**What to produce:** Keep the images out and copy every entry below exactly.

(Boundary annotation records)
● ● ● ●

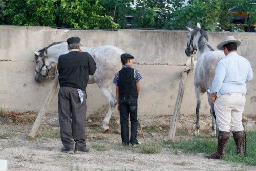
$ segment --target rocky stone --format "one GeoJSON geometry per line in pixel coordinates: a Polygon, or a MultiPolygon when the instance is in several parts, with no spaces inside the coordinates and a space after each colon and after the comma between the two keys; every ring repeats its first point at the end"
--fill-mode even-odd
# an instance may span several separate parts
{"type": "Polygon", "coordinates": [[[101,124],[99,122],[94,122],[91,124],[92,127],[98,127],[101,126],[101,124]]]}
{"type": "Polygon", "coordinates": [[[47,125],[52,126],[59,126],[58,117],[47,117],[44,120],[47,125]]]}
{"type": "Polygon", "coordinates": [[[186,129],[188,130],[194,128],[194,123],[191,121],[185,120],[182,124],[182,129],[186,129]]]}

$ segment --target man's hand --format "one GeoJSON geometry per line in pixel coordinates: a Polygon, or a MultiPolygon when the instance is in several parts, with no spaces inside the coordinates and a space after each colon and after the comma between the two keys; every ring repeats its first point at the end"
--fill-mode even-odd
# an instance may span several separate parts
{"type": "Polygon", "coordinates": [[[215,92],[214,93],[211,94],[211,95],[210,95],[211,100],[212,101],[212,102],[214,103],[215,101],[215,100],[216,100],[216,98],[217,98],[217,93],[215,92]]]}

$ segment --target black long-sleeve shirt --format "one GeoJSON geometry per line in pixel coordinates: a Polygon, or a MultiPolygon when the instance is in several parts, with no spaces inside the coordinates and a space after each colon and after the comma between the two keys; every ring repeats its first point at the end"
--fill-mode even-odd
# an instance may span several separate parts
{"type": "Polygon", "coordinates": [[[74,51],[59,56],[57,69],[60,87],[68,86],[84,90],[89,75],[94,74],[96,66],[88,53],[74,51]]]}

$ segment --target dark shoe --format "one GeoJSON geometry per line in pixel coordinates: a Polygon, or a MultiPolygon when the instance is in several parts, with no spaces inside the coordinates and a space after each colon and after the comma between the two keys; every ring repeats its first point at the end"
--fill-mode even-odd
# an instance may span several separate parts
{"type": "Polygon", "coordinates": [[[233,137],[237,145],[239,155],[245,156],[246,152],[246,135],[244,131],[233,131],[233,137]]]}
{"type": "Polygon", "coordinates": [[[137,143],[134,144],[131,144],[131,146],[132,147],[138,147],[138,145],[141,144],[141,143],[139,142],[137,142],[137,143]]]}
{"type": "Polygon", "coordinates": [[[129,144],[126,144],[126,143],[122,143],[122,144],[123,145],[123,146],[129,146],[129,144]]]}
{"type": "Polygon", "coordinates": [[[225,146],[229,138],[230,132],[220,131],[218,139],[218,146],[217,151],[207,155],[206,157],[209,159],[220,159],[225,156],[225,146]]]}
{"type": "Polygon", "coordinates": [[[88,153],[89,151],[90,151],[89,148],[86,148],[86,147],[84,147],[84,148],[83,148],[81,150],[75,149],[75,151],[74,151],[74,153],[76,153],[76,154],[81,154],[81,153],[88,153]]]}
{"type": "Polygon", "coordinates": [[[74,153],[74,150],[73,149],[72,149],[72,148],[67,149],[65,147],[61,148],[61,152],[64,152],[64,153],[70,153],[70,154],[74,153]]]}

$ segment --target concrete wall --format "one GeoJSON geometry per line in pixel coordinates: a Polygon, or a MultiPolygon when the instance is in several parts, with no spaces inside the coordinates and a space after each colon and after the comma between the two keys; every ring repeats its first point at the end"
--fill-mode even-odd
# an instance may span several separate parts
{"type": "MultiPolygon", "coordinates": [[[[134,67],[143,77],[139,98],[140,115],[171,114],[180,82],[180,72],[189,59],[184,53],[187,34],[187,32],[181,31],[75,30],[1,26],[0,106],[10,110],[39,111],[52,80],[47,80],[40,84],[34,80],[35,63],[31,51],[38,51],[53,42],[65,41],[69,37],[77,36],[86,46],[111,44],[134,55],[137,63],[134,67]]],[[[241,40],[243,44],[238,53],[250,61],[255,74],[255,33],[208,34],[209,42],[215,48],[225,36],[233,35],[241,40]]],[[[181,111],[188,115],[194,114],[196,108],[193,77],[193,74],[188,76],[181,111]]],[[[254,79],[247,84],[245,114],[256,115],[255,83],[254,79]]],[[[89,113],[106,104],[106,101],[96,84],[89,85],[87,92],[89,113]]],[[[208,114],[206,95],[202,101],[202,112],[208,114]]],[[[49,111],[57,111],[57,92],[55,92],[49,111]]]]}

● ● ● ●

**Task solution:**
$ segment --target rocky stone --format "one GeoJSON geometry per line in pixel coordinates: a Polygon, or a MultiPolygon when the instance is in several parts, with no spaces inside the coordinates and a space after each colon and after the comma between the two keys; every ring repeats its first point at the end"
--fill-mode even-odd
# an instance may span several separate parts
{"type": "Polygon", "coordinates": [[[101,124],[99,122],[94,122],[91,124],[92,127],[98,127],[101,126],[101,124]]]}
{"type": "Polygon", "coordinates": [[[47,125],[52,126],[59,126],[58,117],[47,117],[44,120],[47,125]]]}
{"type": "Polygon", "coordinates": [[[186,129],[188,130],[194,128],[194,123],[191,121],[185,120],[182,124],[182,129],[186,129]]]}

$ segment --target man's hand --format "one GeoJSON geometry per line in pixel coordinates: a Polygon, or a MultiPolygon when the instance is in several parts, with no spaces inside the coordinates and a space after each colon and after the comma between the two keys; every ring repeats its first point at the end"
--fill-mode even-odd
# an instance may span several separate parts
{"type": "Polygon", "coordinates": [[[215,92],[214,93],[211,94],[211,95],[210,95],[211,100],[212,101],[212,102],[214,103],[215,101],[215,100],[216,100],[216,98],[217,98],[217,93],[215,92]]]}

$ segment --target black long-sleeve shirt --format "one GeoJSON geometry per line in pixel coordinates: a Polygon, or a MultiPolygon when the instance is in several parts, with no spaces inside the coordinates and a space after each colon and after the comma between the two keys; every ring repeats its first point at the end"
--fill-mode even-odd
# an instance may span several separate parts
{"type": "Polygon", "coordinates": [[[74,51],[59,56],[57,69],[60,87],[68,86],[84,90],[89,75],[94,74],[96,66],[88,53],[74,51]]]}

$ segment --target dark shoe --format "one GeoJSON geometry per line in pixel coordinates: a Polygon, or a MultiPolygon when the instance is in several parts, with no spaces inside the coordinates and a space after each colon and after the comma between the two keys; every ring repeats its first point at the end"
--fill-mode even-odd
# an instance may span several separate parts
{"type": "Polygon", "coordinates": [[[233,137],[237,145],[239,155],[245,156],[246,152],[246,135],[244,131],[233,131],[233,137]]]}
{"type": "Polygon", "coordinates": [[[137,143],[134,144],[131,144],[131,146],[132,147],[138,147],[138,145],[141,144],[141,143],[139,142],[137,142],[137,143]]]}
{"type": "Polygon", "coordinates": [[[129,144],[126,144],[126,143],[122,143],[122,144],[123,145],[123,146],[129,146],[129,144]]]}
{"type": "Polygon", "coordinates": [[[225,146],[229,138],[230,132],[220,131],[218,139],[218,146],[217,151],[207,155],[206,157],[209,159],[220,159],[225,156],[225,146]]]}
{"type": "Polygon", "coordinates": [[[88,153],[89,151],[90,151],[89,148],[86,148],[86,147],[84,147],[84,148],[83,148],[81,150],[75,149],[75,151],[74,151],[74,153],[76,153],[76,154],[81,154],[81,153],[88,153]]]}
{"type": "Polygon", "coordinates": [[[74,153],[74,150],[73,149],[72,149],[72,148],[67,149],[65,147],[61,148],[61,152],[64,152],[64,153],[70,153],[70,154],[74,153]]]}

$ segment --target concrete wall --format "one GeoJSON geometry per line in pixel coordinates: a Polygon, or a MultiPolygon when the instance is in several parts, with no spaces inside the coordinates and a space after each colon and after the comma between the two keys; every ring repeats its first point at the end"
--fill-mode even-odd
# an instance may span several separate parts
{"type": "MultiPolygon", "coordinates": [[[[134,67],[143,77],[139,98],[140,115],[171,114],[180,82],[180,72],[189,59],[184,53],[187,34],[187,32],[181,31],[75,30],[1,26],[0,106],[10,110],[39,111],[52,80],[47,80],[40,84],[34,80],[35,63],[31,51],[38,51],[53,42],[65,41],[69,37],[77,36],[86,46],[111,44],[134,55],[137,63],[134,67]]],[[[241,40],[243,44],[238,53],[250,61],[255,74],[255,33],[208,34],[209,42],[215,48],[225,36],[233,35],[241,40]]],[[[181,111],[188,115],[194,114],[196,108],[193,77],[193,74],[188,76],[181,111]]],[[[254,79],[247,84],[245,114],[256,115],[255,83],[254,79]]],[[[89,113],[106,104],[106,101],[96,84],[89,85],[87,92],[89,113]]],[[[208,114],[206,95],[202,101],[202,112],[208,114]]],[[[49,111],[57,111],[57,92],[55,92],[49,111]]]]}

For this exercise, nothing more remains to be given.